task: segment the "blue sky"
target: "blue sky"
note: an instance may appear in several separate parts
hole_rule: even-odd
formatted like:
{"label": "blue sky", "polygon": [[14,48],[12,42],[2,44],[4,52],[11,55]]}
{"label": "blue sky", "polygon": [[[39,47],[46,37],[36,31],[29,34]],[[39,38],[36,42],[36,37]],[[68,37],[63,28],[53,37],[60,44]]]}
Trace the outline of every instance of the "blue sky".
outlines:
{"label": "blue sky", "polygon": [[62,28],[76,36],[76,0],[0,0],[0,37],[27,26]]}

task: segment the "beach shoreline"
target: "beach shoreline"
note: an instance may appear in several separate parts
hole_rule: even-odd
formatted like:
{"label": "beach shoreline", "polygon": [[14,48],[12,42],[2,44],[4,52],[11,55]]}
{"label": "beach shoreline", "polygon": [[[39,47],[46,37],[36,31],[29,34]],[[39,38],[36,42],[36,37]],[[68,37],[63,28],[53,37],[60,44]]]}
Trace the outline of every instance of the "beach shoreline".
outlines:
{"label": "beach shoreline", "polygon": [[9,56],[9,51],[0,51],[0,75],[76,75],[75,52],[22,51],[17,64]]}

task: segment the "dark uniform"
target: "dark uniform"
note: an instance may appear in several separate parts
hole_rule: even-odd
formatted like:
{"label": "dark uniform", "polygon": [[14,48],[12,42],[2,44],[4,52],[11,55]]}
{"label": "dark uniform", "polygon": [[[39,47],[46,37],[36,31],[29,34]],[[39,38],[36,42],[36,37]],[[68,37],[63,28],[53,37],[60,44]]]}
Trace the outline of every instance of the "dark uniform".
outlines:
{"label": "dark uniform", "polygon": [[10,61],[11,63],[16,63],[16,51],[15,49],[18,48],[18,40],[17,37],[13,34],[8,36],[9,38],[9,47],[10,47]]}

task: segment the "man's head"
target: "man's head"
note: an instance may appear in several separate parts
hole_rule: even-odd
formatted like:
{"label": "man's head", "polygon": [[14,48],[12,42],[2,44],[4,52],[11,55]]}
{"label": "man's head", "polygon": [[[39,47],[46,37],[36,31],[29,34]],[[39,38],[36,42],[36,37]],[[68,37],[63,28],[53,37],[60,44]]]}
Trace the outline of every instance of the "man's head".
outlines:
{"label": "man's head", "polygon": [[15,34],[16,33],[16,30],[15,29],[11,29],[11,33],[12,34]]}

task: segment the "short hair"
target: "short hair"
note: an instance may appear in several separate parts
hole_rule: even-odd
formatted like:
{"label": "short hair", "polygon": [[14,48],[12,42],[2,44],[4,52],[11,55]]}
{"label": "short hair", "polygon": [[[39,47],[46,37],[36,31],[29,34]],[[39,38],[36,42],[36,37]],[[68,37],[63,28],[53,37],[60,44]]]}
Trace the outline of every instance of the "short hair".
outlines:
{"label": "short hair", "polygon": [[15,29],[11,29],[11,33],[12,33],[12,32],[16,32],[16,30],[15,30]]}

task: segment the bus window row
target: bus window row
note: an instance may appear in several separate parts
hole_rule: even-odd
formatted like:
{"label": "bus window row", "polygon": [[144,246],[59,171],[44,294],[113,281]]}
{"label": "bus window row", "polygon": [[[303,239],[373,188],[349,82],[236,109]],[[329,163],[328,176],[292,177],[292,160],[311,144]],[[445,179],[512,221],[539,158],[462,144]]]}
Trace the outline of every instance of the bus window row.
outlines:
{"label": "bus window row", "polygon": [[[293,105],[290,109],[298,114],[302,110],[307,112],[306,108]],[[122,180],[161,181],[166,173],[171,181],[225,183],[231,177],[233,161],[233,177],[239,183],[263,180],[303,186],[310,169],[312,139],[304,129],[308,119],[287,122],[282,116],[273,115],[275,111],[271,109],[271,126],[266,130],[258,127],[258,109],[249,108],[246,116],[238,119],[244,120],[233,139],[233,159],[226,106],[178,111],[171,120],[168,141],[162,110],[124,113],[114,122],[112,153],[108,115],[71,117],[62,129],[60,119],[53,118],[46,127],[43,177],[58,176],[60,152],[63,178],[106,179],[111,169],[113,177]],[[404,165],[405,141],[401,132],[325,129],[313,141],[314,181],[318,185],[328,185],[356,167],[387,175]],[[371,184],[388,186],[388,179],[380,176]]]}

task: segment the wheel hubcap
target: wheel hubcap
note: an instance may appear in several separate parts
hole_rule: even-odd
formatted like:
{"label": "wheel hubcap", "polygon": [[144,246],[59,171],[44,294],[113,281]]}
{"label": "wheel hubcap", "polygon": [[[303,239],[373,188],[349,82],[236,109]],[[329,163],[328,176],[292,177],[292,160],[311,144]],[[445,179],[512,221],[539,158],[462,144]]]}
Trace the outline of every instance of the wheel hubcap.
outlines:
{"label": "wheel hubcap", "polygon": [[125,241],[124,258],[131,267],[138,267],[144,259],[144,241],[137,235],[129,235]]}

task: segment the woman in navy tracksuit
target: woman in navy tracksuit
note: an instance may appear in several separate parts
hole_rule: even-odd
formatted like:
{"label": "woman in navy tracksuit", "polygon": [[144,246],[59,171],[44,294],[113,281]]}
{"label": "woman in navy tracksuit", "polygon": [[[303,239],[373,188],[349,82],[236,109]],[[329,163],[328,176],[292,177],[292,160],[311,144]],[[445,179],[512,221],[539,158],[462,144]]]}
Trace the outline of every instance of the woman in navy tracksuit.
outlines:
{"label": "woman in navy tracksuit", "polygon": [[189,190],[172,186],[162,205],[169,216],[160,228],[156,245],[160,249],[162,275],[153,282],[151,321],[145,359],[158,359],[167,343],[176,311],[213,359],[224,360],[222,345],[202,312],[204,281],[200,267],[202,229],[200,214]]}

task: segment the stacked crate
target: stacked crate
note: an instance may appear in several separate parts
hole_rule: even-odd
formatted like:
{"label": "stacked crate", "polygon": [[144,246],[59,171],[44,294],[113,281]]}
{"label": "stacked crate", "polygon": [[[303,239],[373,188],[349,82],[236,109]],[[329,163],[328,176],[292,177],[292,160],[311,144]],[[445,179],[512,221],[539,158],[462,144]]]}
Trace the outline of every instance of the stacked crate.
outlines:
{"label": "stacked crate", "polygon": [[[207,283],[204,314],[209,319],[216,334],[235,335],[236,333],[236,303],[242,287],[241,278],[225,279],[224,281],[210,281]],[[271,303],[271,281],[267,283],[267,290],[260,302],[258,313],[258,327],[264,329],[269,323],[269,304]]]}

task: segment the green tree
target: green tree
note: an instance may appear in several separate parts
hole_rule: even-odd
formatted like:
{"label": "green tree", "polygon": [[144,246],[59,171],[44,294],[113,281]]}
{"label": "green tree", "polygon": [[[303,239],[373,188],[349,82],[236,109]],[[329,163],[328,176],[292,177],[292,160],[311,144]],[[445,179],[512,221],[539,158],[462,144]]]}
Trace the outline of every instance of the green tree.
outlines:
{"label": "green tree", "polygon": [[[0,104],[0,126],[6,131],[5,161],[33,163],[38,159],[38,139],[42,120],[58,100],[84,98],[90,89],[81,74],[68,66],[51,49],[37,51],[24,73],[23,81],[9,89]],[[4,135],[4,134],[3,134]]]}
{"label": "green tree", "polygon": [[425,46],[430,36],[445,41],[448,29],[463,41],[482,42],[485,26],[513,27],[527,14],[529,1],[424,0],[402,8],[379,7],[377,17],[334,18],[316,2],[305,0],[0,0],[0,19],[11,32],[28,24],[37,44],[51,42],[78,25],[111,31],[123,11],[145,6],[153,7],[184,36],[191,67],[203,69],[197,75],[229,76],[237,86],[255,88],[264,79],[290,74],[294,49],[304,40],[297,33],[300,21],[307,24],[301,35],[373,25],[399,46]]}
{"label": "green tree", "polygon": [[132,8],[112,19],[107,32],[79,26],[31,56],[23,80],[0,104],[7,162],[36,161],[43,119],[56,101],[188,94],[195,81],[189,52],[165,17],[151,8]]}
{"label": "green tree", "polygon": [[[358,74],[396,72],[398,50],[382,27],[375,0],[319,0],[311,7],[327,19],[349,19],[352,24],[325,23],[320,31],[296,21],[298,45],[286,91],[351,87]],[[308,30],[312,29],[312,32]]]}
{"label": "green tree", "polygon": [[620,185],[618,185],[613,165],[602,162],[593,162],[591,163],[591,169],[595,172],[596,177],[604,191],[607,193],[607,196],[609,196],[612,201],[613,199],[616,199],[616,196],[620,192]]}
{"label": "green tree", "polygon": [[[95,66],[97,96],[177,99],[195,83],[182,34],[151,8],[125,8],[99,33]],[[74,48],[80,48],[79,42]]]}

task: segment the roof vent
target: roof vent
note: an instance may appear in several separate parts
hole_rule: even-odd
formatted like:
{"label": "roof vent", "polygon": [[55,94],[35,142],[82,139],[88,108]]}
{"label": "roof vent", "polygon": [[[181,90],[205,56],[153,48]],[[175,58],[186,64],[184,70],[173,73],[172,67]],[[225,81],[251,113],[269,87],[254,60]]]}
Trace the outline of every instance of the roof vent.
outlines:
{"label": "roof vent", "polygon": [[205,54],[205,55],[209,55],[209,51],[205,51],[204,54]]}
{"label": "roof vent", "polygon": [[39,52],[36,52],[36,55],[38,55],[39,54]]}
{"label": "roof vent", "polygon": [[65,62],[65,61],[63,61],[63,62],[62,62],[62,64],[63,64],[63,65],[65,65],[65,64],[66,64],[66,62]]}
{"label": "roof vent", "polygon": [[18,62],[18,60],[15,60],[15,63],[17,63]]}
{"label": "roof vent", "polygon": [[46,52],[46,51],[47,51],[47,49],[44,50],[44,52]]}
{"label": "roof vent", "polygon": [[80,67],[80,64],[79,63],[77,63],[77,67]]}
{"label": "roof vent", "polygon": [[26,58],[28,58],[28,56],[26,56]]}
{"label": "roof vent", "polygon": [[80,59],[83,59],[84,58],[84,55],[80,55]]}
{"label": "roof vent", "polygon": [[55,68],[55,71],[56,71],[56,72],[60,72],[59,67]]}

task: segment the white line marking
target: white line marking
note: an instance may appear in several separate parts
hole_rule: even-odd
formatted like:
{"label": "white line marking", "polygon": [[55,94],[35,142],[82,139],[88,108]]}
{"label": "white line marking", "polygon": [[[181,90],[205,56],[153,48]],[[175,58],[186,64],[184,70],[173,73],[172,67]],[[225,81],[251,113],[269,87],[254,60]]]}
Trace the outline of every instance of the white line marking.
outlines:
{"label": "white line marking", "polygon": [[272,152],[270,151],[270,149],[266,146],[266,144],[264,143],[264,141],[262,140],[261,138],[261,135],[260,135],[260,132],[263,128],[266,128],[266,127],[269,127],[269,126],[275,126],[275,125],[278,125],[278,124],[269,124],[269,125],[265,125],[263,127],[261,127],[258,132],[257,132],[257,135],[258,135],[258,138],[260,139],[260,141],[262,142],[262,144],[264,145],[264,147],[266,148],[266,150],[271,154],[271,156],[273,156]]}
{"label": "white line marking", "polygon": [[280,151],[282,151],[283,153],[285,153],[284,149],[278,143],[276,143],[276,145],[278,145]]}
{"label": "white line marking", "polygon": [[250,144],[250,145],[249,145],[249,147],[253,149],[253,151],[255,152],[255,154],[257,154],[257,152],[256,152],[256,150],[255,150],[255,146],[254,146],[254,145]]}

▸ **Problem description**
Working down from the line that contains "Trace the outline of every instance of the white", retype each line exactly through the last line of the data, and give nothing else.

▸ **Written solution**
Trace the outline of every instance of the white line marking.
outlines:
{"label": "white line marking", "polygon": [[272,152],[270,151],[270,149],[266,146],[266,144],[264,143],[264,141],[262,140],[261,138],[261,135],[260,135],[260,132],[263,128],[266,128],[266,127],[269,127],[269,126],[275,126],[275,125],[278,125],[278,124],[269,124],[269,125],[265,125],[263,127],[261,127],[258,132],[257,132],[257,135],[258,135],[258,138],[260,139],[260,141],[262,142],[262,144],[264,145],[264,147],[266,148],[266,150],[271,154],[271,156],[273,156]]}
{"label": "white line marking", "polygon": [[280,151],[282,151],[283,153],[285,153],[284,149],[278,143],[276,143],[276,145],[278,145]]}
{"label": "white line marking", "polygon": [[250,144],[250,145],[249,145],[249,147],[253,149],[253,151],[255,152],[255,154],[257,154],[257,152],[256,152],[256,150],[255,150],[255,146],[254,146],[254,145]]}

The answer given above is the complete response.